BEGIN

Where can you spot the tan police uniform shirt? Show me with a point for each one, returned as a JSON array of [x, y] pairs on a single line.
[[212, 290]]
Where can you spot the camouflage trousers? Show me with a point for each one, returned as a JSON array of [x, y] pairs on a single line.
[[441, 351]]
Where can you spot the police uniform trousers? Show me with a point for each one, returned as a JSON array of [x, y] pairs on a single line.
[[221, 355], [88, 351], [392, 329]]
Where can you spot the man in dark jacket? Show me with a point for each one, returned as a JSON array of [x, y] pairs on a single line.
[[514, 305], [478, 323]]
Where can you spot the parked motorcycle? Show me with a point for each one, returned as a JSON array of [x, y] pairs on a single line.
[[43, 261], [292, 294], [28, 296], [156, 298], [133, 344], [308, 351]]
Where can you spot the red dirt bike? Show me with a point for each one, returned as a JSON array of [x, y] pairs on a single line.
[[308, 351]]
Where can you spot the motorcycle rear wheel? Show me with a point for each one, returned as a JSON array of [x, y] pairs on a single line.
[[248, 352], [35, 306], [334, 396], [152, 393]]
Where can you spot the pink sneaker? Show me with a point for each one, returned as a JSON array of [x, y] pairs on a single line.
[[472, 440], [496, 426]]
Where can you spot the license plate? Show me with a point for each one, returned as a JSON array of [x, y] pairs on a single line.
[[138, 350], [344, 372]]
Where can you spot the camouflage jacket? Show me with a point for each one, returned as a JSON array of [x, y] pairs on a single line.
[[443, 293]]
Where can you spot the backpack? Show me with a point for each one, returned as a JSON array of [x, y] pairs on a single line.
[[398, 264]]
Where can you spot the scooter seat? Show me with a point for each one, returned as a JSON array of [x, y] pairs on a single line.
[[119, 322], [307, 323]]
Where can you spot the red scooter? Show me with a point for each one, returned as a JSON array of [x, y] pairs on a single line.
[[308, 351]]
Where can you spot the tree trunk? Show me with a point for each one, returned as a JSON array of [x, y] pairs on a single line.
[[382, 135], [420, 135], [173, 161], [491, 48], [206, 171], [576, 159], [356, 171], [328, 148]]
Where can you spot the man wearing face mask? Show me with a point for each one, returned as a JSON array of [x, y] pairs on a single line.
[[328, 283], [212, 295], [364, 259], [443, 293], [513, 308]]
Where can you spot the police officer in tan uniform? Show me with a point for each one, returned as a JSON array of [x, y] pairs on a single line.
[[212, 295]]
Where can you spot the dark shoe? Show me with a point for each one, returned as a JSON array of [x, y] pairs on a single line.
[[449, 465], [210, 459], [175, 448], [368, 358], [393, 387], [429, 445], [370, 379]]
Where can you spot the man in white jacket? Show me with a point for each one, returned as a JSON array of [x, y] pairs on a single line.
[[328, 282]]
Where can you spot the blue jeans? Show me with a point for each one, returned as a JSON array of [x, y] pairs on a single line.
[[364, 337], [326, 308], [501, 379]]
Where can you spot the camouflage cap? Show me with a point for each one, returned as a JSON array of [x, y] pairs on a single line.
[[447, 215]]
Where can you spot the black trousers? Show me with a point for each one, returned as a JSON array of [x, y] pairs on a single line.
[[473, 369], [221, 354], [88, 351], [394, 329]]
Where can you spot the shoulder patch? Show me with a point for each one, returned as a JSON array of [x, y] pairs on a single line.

END

▶ _Exercise_:
Write out all the data exactly.

▶ _Answer box_:
Where can you spot the tan police uniform shirt? Show me with a point for each one, returned as a JSON array of [x, y] pairs on a single line.
[[212, 290]]
Where can you spot the camouflage trousers? Show me with a point for each one, returned as a JSON array of [x, y] pairs on a single line.
[[441, 351]]
Where can you spot the police uniform trousers? Show me with a point for each one, returned as a JSON array of [x, y] pairs on a single line.
[[221, 355], [88, 351], [392, 329]]
Where can you spot the man in dark jacket? Show me with a point for each one, returned as a JSON array of [x, y] pairs on a single line.
[[514, 305], [478, 323]]
Where can you spot the parked motorcycle? Show me with a point for each one, returned as a JSON array of [x, y] pairs on a single line.
[[43, 261], [292, 294], [28, 296], [156, 298], [133, 344], [308, 351]]
Where can you spot the red dirt bike? Show me with a point for each one, returned as a JSON array of [x, y] pairs on a single line.
[[308, 351]]
Where can you spot the motorcycle rear wheel? Show me with a point for each one, returned as a JSON array of [x, y] pairs on a single line.
[[248, 352], [35, 306], [334, 396], [152, 393]]
Where can you spot the pink sneaker? Show me with a point for each one, returned as a JSON array of [x, y] pairs on a single line.
[[472, 440], [496, 426]]
Where can you spot the license plate? Show me with a point for each one, returned as a JSON array of [x, y] pairs on a single line.
[[138, 350], [344, 372]]
Where can you spot the camouflage jacket? Show me with a point for each one, returned as a JSON array of [x, y] pairs on a single line.
[[443, 293]]
Where can you spot the backpack? Show me with a point for each one, returned as a JSON array of [x, y] pairs on a single line.
[[398, 264]]
Where can you spot the scooter seat? Show me with a point for each one, returned as a JSON array of [x, y] pairs on a single line.
[[119, 322], [307, 323]]
Where can you spot the red scooter? Show me with a point for each one, returned as a JSON array of [x, y] pairs on a single line.
[[308, 351]]
Where can you spot the tree trunk? Show me with a point for each one, returned as a JSON array of [x, y] pairs on a single line.
[[382, 135], [420, 135], [173, 161], [491, 48], [206, 171], [576, 159], [356, 171], [328, 148]]
Where can you spot the man wearing face mask? Show me with a point for each one, returned as a JSON array of [x, y] pairs on a single line.
[[328, 283], [212, 295], [364, 259], [443, 293], [513, 308]]
Where can you spot the police officer in tan uniform? Show me with a point for each one, returned as a JSON array of [x, y] pairs on a single line.
[[212, 295]]
Where can you spot the dark shoe? Show me with a point for each one, returned as a JSON array of [x, y] pairs on a single line.
[[449, 465], [210, 459], [175, 448], [368, 358], [393, 387], [429, 445], [370, 379]]
Where can you spot the man in white jacket? Show me with a point for each one, returned as a JSON array of [x, y] pairs on a single line.
[[328, 282]]
Where can you spot the blue jeans? Show me with a point for each one, returned as a JSON array of [x, y] pairs on a single line.
[[364, 337], [326, 308], [501, 379]]
Where can you spot the camouflage cap? Show me with a point for each one, returned as a JSON array of [x, y] pairs on a single line.
[[447, 215]]
Where can you spot the black trousers? Show me with a point for each one, returned as a JSON array of [x, y] pairs on a single line.
[[473, 369], [221, 354], [88, 351], [394, 329]]
Where can you spot the shoulder patch? Show me with a point for each one, returned as a JSON array of [x, y] pairs on a single line.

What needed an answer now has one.